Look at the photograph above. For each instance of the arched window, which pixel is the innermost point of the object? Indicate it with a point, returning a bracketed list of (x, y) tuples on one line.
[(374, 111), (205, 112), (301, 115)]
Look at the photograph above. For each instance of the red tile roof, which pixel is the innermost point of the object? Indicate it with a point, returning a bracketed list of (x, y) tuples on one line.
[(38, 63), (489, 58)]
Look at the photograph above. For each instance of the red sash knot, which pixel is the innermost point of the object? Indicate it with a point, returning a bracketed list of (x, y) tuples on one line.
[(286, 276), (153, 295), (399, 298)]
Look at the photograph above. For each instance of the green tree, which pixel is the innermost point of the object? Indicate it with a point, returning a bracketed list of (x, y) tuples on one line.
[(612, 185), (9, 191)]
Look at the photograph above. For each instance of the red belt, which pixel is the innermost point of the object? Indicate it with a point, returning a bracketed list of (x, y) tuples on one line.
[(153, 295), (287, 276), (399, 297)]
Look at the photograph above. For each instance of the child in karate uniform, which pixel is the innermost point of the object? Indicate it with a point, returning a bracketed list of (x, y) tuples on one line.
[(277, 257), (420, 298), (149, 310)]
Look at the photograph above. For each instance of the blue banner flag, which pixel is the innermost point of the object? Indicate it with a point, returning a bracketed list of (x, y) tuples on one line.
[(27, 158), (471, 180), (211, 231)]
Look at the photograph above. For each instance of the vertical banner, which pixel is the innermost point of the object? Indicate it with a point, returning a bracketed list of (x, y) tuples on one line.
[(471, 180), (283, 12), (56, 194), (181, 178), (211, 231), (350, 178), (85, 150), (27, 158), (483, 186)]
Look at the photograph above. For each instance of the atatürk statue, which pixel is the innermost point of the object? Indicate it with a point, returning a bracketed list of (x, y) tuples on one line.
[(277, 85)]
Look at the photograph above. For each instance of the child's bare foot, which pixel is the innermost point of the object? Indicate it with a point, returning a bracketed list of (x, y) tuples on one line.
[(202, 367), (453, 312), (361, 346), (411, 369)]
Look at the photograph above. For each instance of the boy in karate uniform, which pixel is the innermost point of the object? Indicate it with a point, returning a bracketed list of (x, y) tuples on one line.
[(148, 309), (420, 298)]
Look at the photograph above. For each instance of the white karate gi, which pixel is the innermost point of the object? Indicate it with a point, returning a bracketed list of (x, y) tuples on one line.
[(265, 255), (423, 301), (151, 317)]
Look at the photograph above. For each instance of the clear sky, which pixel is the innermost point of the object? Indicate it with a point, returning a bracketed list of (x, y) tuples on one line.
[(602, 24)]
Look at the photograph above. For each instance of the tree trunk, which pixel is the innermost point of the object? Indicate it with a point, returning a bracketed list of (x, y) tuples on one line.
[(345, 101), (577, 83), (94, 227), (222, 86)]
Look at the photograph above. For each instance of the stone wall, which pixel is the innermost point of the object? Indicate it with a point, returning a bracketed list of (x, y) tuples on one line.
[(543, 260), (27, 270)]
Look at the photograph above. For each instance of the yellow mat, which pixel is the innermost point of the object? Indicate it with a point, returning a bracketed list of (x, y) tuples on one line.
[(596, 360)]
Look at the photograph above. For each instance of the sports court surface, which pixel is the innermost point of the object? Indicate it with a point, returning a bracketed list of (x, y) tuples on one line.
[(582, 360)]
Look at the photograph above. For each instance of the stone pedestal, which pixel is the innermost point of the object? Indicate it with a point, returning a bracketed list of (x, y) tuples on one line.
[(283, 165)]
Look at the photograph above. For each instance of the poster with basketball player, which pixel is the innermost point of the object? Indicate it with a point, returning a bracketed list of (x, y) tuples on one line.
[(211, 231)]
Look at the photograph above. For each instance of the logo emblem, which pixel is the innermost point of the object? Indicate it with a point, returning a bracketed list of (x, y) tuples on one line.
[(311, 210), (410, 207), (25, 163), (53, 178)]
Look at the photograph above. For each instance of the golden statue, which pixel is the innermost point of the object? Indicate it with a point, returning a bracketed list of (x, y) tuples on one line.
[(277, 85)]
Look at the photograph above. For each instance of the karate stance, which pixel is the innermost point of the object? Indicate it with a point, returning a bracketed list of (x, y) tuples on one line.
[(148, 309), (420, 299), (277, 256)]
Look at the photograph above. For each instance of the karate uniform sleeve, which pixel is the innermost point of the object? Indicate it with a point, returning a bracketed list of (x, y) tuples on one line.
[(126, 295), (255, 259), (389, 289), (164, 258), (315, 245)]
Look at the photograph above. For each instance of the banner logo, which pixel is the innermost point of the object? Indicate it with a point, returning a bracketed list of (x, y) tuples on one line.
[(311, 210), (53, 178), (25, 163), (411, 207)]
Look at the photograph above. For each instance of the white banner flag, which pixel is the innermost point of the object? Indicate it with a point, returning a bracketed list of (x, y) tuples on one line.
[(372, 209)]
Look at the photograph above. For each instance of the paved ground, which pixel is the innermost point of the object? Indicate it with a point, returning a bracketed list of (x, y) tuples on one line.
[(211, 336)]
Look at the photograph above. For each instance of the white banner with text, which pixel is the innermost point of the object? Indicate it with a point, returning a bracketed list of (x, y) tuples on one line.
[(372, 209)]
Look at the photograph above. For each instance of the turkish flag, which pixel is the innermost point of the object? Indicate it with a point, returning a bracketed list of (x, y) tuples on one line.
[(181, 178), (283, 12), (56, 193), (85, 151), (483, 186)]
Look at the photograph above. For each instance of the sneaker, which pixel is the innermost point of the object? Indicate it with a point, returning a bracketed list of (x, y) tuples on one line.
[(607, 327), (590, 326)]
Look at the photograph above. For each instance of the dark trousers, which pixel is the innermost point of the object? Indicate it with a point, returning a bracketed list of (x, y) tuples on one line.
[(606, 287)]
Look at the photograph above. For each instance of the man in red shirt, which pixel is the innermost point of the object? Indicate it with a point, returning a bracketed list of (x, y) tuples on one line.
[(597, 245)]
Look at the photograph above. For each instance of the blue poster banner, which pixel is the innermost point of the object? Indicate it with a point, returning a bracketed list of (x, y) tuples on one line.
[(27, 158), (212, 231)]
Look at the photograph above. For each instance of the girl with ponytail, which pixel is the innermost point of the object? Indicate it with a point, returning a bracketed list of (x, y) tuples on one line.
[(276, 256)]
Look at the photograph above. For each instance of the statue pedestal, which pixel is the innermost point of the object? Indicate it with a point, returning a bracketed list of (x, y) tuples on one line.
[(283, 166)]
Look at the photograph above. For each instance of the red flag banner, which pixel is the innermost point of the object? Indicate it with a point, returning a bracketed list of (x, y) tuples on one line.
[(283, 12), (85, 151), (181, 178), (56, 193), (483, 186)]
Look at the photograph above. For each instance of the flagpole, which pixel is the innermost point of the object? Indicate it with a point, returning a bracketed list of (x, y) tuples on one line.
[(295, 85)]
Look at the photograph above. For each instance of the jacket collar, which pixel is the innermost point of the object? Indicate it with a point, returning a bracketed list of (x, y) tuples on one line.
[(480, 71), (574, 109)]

...

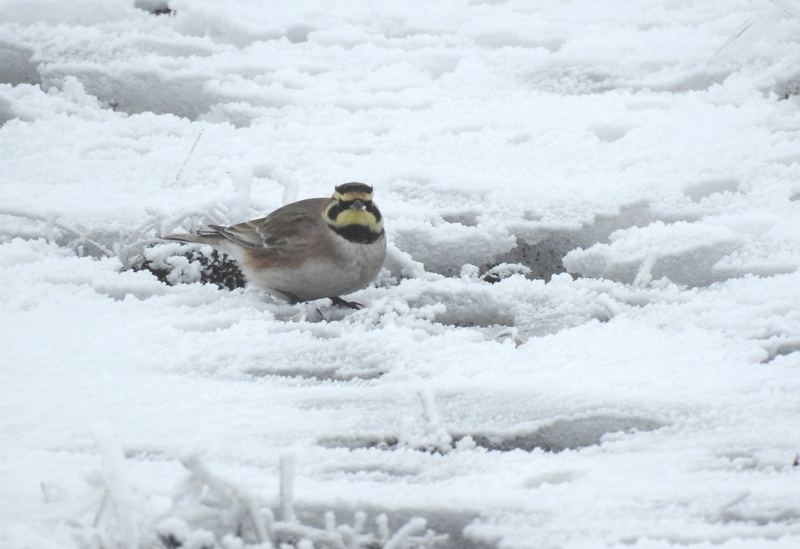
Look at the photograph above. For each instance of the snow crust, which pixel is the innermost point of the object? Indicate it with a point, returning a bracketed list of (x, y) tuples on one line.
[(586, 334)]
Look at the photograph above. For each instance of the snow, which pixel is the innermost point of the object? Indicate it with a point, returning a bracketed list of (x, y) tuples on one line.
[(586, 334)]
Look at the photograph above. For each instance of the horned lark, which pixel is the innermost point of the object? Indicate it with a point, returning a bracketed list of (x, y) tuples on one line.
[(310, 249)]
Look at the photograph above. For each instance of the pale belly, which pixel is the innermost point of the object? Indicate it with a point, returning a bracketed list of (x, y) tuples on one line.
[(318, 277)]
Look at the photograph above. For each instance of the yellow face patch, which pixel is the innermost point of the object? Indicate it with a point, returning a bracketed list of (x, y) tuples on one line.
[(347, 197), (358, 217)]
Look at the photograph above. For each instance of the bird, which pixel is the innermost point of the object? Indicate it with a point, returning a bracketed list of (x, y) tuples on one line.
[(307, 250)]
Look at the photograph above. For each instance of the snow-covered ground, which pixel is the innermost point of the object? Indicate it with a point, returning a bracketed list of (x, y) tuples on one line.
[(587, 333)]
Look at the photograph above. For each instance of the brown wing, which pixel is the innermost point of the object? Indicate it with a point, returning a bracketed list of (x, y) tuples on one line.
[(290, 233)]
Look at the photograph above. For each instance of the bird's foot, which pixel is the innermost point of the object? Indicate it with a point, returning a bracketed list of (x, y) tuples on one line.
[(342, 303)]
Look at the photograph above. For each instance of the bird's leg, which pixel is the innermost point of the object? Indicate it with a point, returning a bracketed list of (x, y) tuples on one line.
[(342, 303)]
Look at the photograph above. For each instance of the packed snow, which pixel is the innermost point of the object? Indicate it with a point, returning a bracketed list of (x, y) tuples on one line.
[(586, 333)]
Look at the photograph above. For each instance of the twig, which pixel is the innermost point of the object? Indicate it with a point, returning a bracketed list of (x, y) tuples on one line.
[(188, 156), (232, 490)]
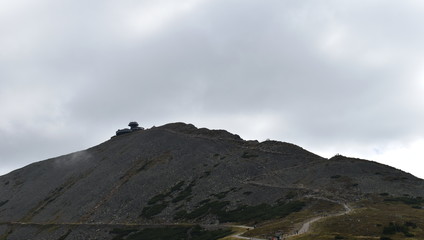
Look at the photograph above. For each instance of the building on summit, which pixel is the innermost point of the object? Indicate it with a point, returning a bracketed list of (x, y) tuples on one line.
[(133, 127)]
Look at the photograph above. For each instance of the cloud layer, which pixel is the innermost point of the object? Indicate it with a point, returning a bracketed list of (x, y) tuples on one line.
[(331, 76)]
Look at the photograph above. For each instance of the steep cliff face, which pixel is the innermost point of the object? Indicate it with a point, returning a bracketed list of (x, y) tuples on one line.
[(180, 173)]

§ **WHAT YOU ARE ASKED TO DO**
In the listing above, swap "vertical banner" for "upright banner" throughout everything from "Look at the photograph above. For each instance of the vertical" down to "158), (483, 186)]", and reproduce only those lines with no other changes.

§ **WRITTEN ANSWER**
Look at the photograph above. For each instance of the upright banner, which pixel is the innermost point of the object? Indicate it with a point, returning a bracketed list of (x, y) tuples on one line.
[(471, 180), (283, 12), (56, 194), (181, 178), (211, 231), (350, 178), (85, 150), (27, 158), (483, 186)]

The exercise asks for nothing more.